• [Dataset]

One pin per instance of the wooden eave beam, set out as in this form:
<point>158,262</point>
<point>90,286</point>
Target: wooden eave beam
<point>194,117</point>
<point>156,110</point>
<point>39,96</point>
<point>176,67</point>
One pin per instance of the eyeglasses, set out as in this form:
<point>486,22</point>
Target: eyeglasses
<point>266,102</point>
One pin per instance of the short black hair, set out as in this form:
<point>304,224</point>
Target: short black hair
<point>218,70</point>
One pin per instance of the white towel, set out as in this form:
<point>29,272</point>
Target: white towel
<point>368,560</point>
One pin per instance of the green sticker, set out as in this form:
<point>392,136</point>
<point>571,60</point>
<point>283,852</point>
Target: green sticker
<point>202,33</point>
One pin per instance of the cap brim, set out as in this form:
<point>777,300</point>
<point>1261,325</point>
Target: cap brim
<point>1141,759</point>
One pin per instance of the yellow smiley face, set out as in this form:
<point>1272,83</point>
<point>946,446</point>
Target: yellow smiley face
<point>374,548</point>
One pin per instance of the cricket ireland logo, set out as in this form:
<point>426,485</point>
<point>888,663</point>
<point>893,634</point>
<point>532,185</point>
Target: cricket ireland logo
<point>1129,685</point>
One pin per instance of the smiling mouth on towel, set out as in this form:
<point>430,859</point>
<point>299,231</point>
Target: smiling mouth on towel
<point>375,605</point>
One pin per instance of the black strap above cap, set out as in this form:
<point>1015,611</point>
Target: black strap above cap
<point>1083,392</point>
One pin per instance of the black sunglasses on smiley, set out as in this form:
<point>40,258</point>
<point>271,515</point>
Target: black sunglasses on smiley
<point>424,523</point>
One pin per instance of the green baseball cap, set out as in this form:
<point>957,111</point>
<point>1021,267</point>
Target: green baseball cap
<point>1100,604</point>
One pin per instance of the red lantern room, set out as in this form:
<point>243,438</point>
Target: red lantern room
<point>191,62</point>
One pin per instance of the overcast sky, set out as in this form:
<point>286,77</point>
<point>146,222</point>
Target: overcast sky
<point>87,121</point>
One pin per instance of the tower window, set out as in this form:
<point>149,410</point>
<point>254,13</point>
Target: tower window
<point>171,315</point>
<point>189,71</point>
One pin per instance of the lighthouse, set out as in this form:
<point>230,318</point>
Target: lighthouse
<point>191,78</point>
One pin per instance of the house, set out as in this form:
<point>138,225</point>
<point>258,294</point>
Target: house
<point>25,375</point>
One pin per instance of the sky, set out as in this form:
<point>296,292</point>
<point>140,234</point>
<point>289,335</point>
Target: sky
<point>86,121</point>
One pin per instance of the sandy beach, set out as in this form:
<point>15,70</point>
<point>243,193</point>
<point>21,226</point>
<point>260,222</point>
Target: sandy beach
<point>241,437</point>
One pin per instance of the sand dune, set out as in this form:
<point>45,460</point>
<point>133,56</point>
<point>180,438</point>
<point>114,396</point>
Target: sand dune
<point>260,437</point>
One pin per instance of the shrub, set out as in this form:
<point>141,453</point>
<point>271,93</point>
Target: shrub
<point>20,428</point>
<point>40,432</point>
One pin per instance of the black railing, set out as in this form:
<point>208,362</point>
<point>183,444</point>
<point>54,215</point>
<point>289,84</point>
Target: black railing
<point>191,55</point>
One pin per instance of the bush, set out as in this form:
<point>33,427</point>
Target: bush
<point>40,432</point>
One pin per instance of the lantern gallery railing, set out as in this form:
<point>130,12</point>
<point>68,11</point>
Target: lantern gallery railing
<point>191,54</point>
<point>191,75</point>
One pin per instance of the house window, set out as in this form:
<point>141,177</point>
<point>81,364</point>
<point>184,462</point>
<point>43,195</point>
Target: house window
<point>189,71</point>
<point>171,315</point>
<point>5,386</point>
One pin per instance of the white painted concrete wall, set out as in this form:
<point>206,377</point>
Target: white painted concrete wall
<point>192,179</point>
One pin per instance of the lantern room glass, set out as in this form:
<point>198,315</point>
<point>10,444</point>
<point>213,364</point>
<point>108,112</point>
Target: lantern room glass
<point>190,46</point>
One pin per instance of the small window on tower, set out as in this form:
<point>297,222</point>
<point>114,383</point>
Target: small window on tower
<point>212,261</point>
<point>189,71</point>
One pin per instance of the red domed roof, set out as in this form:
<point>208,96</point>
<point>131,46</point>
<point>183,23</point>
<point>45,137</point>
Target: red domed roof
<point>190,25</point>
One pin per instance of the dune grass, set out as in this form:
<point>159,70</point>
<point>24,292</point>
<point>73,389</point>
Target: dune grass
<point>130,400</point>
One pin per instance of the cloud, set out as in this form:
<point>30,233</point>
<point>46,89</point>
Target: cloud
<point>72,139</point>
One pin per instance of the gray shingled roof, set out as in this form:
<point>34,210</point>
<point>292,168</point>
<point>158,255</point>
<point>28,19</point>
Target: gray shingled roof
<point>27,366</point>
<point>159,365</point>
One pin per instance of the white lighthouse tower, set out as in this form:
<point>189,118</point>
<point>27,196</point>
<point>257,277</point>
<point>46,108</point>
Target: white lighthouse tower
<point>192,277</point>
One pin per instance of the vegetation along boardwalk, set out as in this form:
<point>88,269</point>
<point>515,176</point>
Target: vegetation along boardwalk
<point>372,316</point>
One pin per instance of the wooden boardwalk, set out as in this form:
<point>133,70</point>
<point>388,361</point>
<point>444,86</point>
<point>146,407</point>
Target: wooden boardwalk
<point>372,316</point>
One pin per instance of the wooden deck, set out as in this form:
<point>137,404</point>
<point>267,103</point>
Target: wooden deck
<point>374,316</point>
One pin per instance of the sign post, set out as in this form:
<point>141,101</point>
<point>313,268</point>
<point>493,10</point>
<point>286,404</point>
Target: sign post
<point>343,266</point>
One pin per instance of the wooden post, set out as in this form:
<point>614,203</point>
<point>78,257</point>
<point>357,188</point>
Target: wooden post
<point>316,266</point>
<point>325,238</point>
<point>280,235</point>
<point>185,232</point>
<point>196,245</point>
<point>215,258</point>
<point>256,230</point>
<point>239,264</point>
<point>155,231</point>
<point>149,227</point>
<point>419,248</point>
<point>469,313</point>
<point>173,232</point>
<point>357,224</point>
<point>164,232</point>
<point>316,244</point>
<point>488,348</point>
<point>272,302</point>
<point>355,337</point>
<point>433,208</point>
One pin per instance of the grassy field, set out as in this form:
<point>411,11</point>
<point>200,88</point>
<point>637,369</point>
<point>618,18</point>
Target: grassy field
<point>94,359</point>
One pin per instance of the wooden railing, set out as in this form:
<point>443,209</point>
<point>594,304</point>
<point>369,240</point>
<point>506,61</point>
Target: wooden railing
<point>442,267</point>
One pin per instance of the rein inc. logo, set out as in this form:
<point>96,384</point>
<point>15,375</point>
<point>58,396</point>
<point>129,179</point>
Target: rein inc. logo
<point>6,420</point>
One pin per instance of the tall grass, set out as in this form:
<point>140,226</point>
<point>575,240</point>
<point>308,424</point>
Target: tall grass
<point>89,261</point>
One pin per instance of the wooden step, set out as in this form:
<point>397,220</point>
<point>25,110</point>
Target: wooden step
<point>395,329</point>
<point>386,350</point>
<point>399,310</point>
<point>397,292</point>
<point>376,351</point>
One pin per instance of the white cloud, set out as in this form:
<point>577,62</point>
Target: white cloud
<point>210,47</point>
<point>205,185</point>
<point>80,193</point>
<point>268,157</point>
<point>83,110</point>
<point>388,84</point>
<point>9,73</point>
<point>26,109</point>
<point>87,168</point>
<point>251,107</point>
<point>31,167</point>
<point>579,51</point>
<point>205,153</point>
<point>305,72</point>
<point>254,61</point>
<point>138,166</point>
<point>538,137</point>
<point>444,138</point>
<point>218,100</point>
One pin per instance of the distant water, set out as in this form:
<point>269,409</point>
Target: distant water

• [What the task requires] Output the full listing exactly as it stands.

• [Expected output]
One pin per instance of the wooden eave beam, set out as in this form:
<point>158,262</point>
<point>90,286</point>
Target: wooden eave beam
<point>194,117</point>
<point>156,110</point>
<point>39,96</point>
<point>176,67</point>
One pin per instance of the eyeglasses, set out as in this form:
<point>486,22</point>
Target: eyeglasses
<point>266,102</point>
One pin per instance of the short black hair, set out as in this form:
<point>304,224</point>
Target: short black hair
<point>218,70</point>
One pin per instance of the white towel, set out as in this form:
<point>29,272</point>
Target: white towel
<point>368,560</point>
One pin per instance of the green sticker, set out as in this form:
<point>392,136</point>
<point>571,60</point>
<point>283,852</point>
Target: green sticker
<point>202,33</point>
One pin per instance of the cap brim, set out as in this form:
<point>777,300</point>
<point>1261,325</point>
Target: cap brim
<point>1141,759</point>
One pin per instance of the yellow smiley face, set out as in this form:
<point>1272,83</point>
<point>946,446</point>
Target: yellow smiley face
<point>374,548</point>
One pin per instance of the cricket ireland logo, set out as in this form:
<point>426,485</point>
<point>888,663</point>
<point>893,634</point>
<point>532,185</point>
Target: cricket ireland logo
<point>1129,685</point>
One pin per instance of the smiling mouth on towel, set out as in this form:
<point>430,859</point>
<point>299,231</point>
Target: smiling mouth on towel
<point>375,605</point>
One pin per instance of the black strap above cap, set out as in this form:
<point>1015,611</point>
Target: black strap above cap
<point>1083,392</point>
One pin per instance of the black sunglasses on smiley, set out as in this form:
<point>40,258</point>
<point>271,515</point>
Target: black sunglasses on smiley
<point>424,523</point>
One pin per instance of the green baseball cap, set out as in this form:
<point>957,111</point>
<point>1021,267</point>
Target: green baseball cap
<point>1100,604</point>
One pin per instance of the red lantern room, set out as in this form:
<point>243,438</point>
Target: red lantern room
<point>191,62</point>
One pin per instance of the overcast sky, set out as in this form:
<point>286,77</point>
<point>146,222</point>
Target: overcast sky
<point>87,121</point>
One pin per instance of the tower window, set out as in this form:
<point>149,410</point>
<point>254,13</point>
Target: tower window
<point>171,315</point>
<point>189,71</point>
One pin per instance of the lighthouse, set out as in this form:
<point>230,318</point>
Target: lighthouse
<point>191,78</point>
One pin per instance of the house, set out as in this form:
<point>138,225</point>
<point>258,294</point>
Target: house
<point>25,375</point>
One pin per instance of the sky, set out as in this form:
<point>296,292</point>
<point>140,234</point>
<point>289,335</point>
Target: sky
<point>86,121</point>
One pin per instance of the sandy beach, set out as in this form:
<point>15,70</point>
<point>243,193</point>
<point>21,226</point>
<point>260,222</point>
Target: sandy beach
<point>241,437</point>
One pin per instance of the sand dune, set out as in this form:
<point>45,460</point>
<point>133,56</point>
<point>180,438</point>
<point>114,396</point>
Target: sand dune
<point>260,437</point>
One pin per instance of the shrub, set out as in this form:
<point>141,453</point>
<point>271,93</point>
Target: shrub
<point>20,428</point>
<point>40,432</point>
One pin per instance of the black railing, set out as in this form:
<point>208,362</point>
<point>183,444</point>
<point>54,215</point>
<point>289,84</point>
Target: black railing
<point>191,55</point>
One pin per instance of the bush, set out as in this form:
<point>33,427</point>
Target: bush
<point>40,432</point>
One pin per instance of the lantern gallery railing, set out as in this form:
<point>130,12</point>
<point>68,11</point>
Target: lantern gallery railing
<point>191,54</point>
<point>191,75</point>
One pin per instance of the house window, set out as in this form:
<point>141,177</point>
<point>81,364</point>
<point>184,462</point>
<point>43,195</point>
Target: house window
<point>189,71</point>
<point>171,315</point>
<point>5,386</point>
One pin per instance of the white painted concrete wall, set out as in this form:
<point>206,377</point>
Target: white painted concrete wall
<point>192,179</point>
One pin per instance of the lantern room glass, set out as in this form:
<point>198,315</point>
<point>10,444</point>
<point>213,364</point>
<point>108,112</point>
Target: lantern room glass
<point>190,46</point>
One pin per instance of the small window on tower, set out as in this form:
<point>297,222</point>
<point>114,383</point>
Target: small window on tower
<point>212,261</point>
<point>189,71</point>
One pin per instance of the red domed roof, set out as in this form:
<point>208,96</point>
<point>131,46</point>
<point>183,23</point>
<point>45,137</point>
Target: red domed roof
<point>190,25</point>
One pin per instance of the dune grass, set out as in this form:
<point>159,70</point>
<point>24,292</point>
<point>73,389</point>
Target: dune grass
<point>130,400</point>
One pin per instance of the cloud, set out as in this form:
<point>30,233</point>
<point>46,89</point>
Target: cloud
<point>72,139</point>
One pin per instance of the gray shingled roof, set out as in this form:
<point>34,210</point>
<point>292,168</point>
<point>158,255</point>
<point>28,19</point>
Target: gray shingled roof
<point>27,366</point>
<point>159,365</point>
One pin per instance of the white lighthouse tower, set out as in this form:
<point>189,118</point>
<point>27,196</point>
<point>257,277</point>
<point>46,108</point>
Target: white lighthouse tower
<point>192,277</point>
One pin per instance of the vegetation along boardwalk, set out as in this form:
<point>88,269</point>
<point>515,176</point>
Target: vegetation along boardwalk
<point>372,316</point>
One pin per instance of the wooden boardwalk, set out as in this form:
<point>133,70</point>
<point>388,361</point>
<point>444,86</point>
<point>146,407</point>
Target: wooden boardwalk
<point>372,316</point>
One pin per instance of the wooden deck, set out as in this form:
<point>137,404</point>
<point>267,103</point>
Target: wooden deck
<point>374,316</point>
One pin per instance of the sign post, set out as in this form:
<point>141,101</point>
<point>313,268</point>
<point>493,10</point>
<point>286,404</point>
Target: sign post
<point>343,266</point>
One pin per instance of the wooden post, set out as in this form:
<point>614,203</point>
<point>78,257</point>
<point>357,188</point>
Target: wooden post
<point>316,266</point>
<point>325,238</point>
<point>280,235</point>
<point>185,232</point>
<point>196,245</point>
<point>215,258</point>
<point>256,230</point>
<point>239,264</point>
<point>155,231</point>
<point>149,227</point>
<point>419,248</point>
<point>469,313</point>
<point>173,232</point>
<point>357,224</point>
<point>164,232</point>
<point>316,244</point>
<point>488,348</point>
<point>272,302</point>
<point>355,337</point>
<point>433,208</point>
One pin per instance of the grassy field, set out as in this form:
<point>411,11</point>
<point>200,88</point>
<point>637,369</point>
<point>618,18</point>
Target: grassy field
<point>94,359</point>
One pin per instance of the wooden railing, set out as in this form:
<point>443,209</point>
<point>594,304</point>
<point>369,240</point>
<point>506,61</point>
Target: wooden railing
<point>442,267</point>
One pin per instance of the rein inc. logo, set out as in this form:
<point>96,384</point>
<point>15,375</point>
<point>58,396</point>
<point>129,179</point>
Target: rein inc. logo
<point>6,420</point>
One pin per instance of the tall grass, set out as in this form:
<point>140,226</point>
<point>575,240</point>
<point>308,424</point>
Target: tall grass
<point>89,261</point>
One pin per instance of the wooden step, set out as in this form:
<point>397,220</point>
<point>25,110</point>
Target: wooden step
<point>395,329</point>
<point>386,350</point>
<point>399,310</point>
<point>397,292</point>
<point>376,351</point>
One pin per instance of the white cloud, set out as in this form:
<point>577,62</point>
Target: white cloud
<point>210,47</point>
<point>205,185</point>
<point>80,193</point>
<point>268,157</point>
<point>83,110</point>
<point>388,84</point>
<point>9,73</point>
<point>26,109</point>
<point>87,168</point>
<point>251,107</point>
<point>31,167</point>
<point>579,51</point>
<point>205,153</point>
<point>305,72</point>
<point>254,61</point>
<point>138,166</point>
<point>538,137</point>
<point>444,138</point>
<point>218,100</point>
One pin per instance of the distant water, set out as in this form:
<point>269,409</point>
Target: distant water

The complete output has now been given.